How new quake map seeks to minimise India’s seismic risk 

Marking a significant shift in India’s seismic hazard assessment in decades, the revised map is expected to change the future of city building and planning, especially in the Himalayan states. The map is updated following global scientific standards using the Probabilistic Seismic Hazard Assessment (PSHA) method, which takes into account both the likelihood and the intensity of ground shaking for any region. 

Let’s analyse the key changes made in the revised map, and understand how it seeks to address India’s seismic vulnerability and minimise risk. 

Key changes in the updated map

Previously, 59 per cent of India’s landmass was considered earthquake-prone and divided into four seismic zones based on the intensity of past events:

Zone II (low)

Zone III (moderate)

Zone IV (high)

Zone V (very high)

Zone V was the most seismically active region, while zone II was the least. The updated map has added one more zone of the highest seismic-hazard category – Zone VI. As a result, 61 per cent of India’s landmass now falls under moderate-to-high seismic hazard risk zones. 

The Himalayan belt, which was earlier split across Zones IV and V, has now been put under a single highest risk Zone VI in view of high seismic risk across the entire region (from Jammu and Kashmir to Arunachal Pradesh). In the long-overdue classification, which acknowledges the extensive tectonic vulnerability of the Himalayas, towns and cities that lie on the boundary of any two zones will now automatically be considered in the higher risk zone.

Rationale behind the update  

This revision is based on comprehensive data on faults, ground-shaking behaviour, tectonic movements, and underlying lithology (physical character of a rock or rock formation) of the vulnerable regions across the country. During any intense seismic events, the safety of the people depends mainly on two factors:

Structural Elements (SEs): The load-bearing components of a building, like beams, columns, walls, etc.
########################################
• [WORK TO BE COMPLETED] From the article on India's revised earthquake map, output the passage that opens with the words containing "Previously, 59 per" and closes with "hazard risk zones.". These items play no part in the work.

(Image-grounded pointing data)
########################################
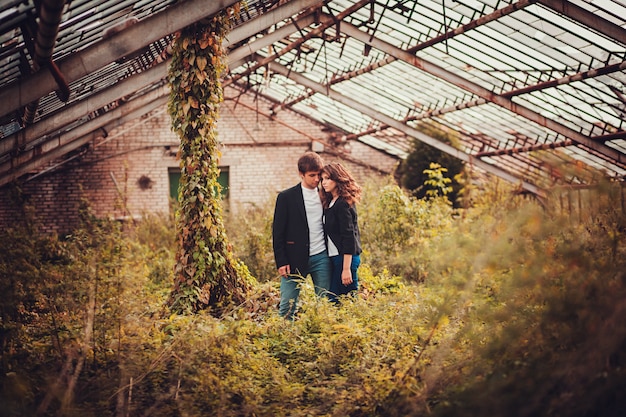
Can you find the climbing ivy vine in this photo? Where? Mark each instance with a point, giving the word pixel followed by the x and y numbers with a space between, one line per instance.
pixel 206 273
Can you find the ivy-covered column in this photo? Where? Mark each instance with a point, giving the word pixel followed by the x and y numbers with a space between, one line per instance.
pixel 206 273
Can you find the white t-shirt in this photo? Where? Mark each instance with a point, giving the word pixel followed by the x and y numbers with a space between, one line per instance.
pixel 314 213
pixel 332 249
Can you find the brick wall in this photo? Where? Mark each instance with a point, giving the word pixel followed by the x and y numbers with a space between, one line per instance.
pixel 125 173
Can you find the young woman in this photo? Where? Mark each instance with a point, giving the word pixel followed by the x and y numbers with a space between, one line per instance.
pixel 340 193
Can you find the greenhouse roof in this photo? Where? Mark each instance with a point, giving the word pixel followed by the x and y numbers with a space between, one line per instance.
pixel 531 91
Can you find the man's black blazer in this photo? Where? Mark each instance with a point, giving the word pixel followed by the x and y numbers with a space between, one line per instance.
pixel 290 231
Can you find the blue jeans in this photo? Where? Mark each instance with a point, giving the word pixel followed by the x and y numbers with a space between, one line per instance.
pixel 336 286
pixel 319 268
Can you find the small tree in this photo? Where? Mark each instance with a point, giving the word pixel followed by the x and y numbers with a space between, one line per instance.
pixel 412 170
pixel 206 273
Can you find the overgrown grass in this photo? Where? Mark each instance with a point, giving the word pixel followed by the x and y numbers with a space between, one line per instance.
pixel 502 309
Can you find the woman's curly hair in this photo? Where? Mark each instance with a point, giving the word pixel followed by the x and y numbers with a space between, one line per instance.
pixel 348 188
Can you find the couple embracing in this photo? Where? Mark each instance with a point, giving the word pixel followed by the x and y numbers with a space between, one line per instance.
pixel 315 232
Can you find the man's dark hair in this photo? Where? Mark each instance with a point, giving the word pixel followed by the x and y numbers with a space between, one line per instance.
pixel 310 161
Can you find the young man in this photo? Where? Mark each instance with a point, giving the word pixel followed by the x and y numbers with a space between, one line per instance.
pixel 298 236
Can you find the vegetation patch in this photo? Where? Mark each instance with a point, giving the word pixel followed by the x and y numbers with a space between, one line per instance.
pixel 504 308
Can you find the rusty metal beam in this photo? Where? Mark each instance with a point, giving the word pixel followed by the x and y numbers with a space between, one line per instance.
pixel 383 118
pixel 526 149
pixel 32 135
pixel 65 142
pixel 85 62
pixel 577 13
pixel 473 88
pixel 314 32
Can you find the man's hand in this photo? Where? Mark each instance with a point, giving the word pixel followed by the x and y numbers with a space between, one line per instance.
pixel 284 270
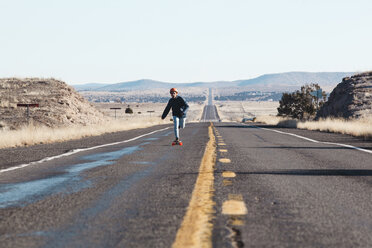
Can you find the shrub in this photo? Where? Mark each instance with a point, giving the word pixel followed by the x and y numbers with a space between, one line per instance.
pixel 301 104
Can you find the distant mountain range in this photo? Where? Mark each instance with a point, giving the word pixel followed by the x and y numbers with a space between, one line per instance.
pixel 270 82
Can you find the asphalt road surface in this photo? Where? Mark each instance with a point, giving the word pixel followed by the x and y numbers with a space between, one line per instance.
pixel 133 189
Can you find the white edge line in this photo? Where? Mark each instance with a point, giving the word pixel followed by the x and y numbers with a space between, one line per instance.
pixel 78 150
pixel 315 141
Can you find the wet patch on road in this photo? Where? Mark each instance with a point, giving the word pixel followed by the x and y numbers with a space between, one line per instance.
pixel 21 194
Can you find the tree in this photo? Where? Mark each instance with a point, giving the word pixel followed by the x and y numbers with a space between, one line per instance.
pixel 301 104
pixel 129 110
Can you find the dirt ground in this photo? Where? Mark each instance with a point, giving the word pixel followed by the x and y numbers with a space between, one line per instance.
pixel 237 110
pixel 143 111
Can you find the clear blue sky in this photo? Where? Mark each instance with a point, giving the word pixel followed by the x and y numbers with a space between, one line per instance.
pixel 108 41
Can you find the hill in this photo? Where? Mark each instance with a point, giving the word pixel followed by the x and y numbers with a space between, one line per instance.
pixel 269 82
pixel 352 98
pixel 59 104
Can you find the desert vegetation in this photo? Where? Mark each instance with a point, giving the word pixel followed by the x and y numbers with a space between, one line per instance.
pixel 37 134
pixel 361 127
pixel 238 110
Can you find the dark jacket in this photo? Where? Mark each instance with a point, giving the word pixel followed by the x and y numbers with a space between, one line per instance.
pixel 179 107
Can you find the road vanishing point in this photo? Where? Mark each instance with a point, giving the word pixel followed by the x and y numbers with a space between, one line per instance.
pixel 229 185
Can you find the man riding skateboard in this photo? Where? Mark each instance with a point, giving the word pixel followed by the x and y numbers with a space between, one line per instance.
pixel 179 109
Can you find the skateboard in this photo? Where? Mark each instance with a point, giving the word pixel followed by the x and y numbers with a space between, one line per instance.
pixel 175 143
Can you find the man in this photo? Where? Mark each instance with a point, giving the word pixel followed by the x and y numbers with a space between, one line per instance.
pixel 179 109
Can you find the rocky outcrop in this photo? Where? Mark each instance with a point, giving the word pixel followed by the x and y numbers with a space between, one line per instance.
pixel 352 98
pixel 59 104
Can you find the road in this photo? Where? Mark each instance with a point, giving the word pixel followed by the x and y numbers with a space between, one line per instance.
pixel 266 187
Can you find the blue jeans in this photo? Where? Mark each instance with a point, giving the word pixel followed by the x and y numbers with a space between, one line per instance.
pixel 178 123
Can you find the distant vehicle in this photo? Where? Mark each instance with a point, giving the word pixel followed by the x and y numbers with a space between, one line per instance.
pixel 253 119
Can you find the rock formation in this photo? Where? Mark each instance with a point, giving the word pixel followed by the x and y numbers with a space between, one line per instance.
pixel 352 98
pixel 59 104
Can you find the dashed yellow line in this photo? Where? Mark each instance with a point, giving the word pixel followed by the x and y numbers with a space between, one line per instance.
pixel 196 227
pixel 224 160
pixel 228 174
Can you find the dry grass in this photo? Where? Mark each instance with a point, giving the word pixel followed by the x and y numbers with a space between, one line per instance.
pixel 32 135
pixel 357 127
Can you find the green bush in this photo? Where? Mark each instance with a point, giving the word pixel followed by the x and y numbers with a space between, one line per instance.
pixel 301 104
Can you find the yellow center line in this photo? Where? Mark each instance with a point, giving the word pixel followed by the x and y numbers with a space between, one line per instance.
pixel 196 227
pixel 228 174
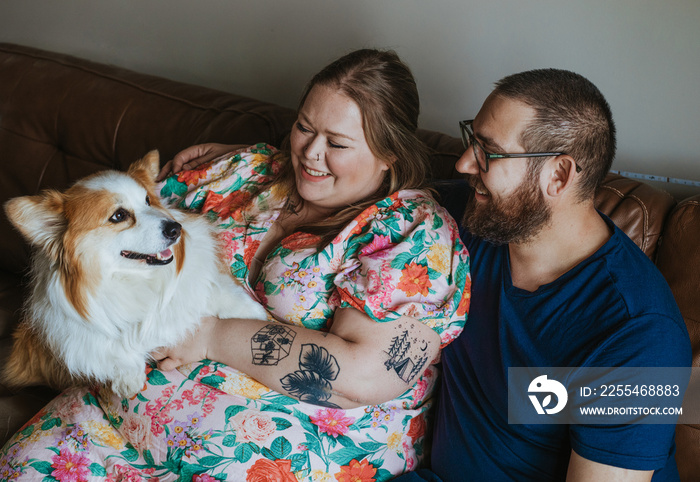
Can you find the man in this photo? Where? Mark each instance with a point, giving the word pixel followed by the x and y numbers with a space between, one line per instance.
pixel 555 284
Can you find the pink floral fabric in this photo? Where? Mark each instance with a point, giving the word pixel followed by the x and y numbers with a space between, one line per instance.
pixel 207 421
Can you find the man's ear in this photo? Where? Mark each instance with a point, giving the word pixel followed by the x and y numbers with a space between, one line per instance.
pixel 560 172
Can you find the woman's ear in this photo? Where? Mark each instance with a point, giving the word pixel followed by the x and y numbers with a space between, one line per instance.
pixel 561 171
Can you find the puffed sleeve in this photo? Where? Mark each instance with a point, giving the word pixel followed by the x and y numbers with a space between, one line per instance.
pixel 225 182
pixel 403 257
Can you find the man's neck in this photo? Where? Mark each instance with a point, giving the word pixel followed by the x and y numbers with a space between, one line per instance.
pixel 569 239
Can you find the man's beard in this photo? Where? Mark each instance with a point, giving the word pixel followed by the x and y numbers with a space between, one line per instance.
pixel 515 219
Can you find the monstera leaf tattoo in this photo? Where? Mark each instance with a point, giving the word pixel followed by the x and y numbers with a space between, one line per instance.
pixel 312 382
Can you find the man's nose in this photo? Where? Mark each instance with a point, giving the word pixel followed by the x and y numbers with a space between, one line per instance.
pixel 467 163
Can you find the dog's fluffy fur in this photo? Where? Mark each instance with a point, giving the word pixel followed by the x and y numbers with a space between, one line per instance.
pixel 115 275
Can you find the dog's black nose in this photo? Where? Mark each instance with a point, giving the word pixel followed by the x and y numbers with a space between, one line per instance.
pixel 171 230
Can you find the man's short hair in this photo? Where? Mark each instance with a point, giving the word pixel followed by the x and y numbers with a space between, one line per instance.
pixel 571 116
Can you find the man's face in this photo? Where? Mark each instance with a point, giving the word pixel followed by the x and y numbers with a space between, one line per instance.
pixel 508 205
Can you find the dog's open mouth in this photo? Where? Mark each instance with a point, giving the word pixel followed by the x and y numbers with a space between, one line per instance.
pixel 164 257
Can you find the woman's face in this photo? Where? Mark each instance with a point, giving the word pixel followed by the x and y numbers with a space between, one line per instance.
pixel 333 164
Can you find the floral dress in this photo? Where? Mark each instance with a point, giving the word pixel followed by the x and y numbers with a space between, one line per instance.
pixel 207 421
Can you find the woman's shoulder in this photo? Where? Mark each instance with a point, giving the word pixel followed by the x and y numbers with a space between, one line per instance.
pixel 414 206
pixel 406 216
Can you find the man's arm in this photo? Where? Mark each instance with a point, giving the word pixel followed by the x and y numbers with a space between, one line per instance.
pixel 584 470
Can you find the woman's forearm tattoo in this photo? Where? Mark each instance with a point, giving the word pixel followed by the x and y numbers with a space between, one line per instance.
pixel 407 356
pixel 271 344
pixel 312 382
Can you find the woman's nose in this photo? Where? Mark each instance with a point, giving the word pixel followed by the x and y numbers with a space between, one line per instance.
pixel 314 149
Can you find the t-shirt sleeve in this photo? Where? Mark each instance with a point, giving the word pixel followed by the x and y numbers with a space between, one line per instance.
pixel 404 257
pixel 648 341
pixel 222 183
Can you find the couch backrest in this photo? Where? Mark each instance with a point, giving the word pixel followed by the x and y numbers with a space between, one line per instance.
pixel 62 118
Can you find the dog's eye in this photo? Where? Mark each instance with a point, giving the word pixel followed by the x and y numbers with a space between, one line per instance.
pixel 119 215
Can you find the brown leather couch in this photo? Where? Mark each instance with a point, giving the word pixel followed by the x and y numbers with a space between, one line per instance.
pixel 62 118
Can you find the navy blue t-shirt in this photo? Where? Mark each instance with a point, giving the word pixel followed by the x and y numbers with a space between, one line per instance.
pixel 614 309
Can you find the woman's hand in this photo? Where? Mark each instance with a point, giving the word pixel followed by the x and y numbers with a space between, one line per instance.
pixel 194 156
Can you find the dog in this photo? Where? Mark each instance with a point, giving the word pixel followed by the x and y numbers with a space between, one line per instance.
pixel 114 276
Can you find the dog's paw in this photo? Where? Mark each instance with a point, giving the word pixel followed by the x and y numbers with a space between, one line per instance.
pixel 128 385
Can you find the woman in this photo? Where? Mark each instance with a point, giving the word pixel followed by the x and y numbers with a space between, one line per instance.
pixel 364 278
########################################
• [SOLUTION FOR THIS EXERCISE]
Previously, 59 per cent of India’s landmass was considered earthquake-prone and divided into four seismic zones based on the intensity of past events:

Zone II (low)

Zone III (moderate)

Zone IV (high)

Zone V (very high)

Zone V was the most seismically active region, while zone II was the least. The updated map has added one more zone of the highest seismic-hazard category – Zone VI. As a result, 61 per cent of India’s landmass now falls under moderate-to-high seismic hazard risk zones.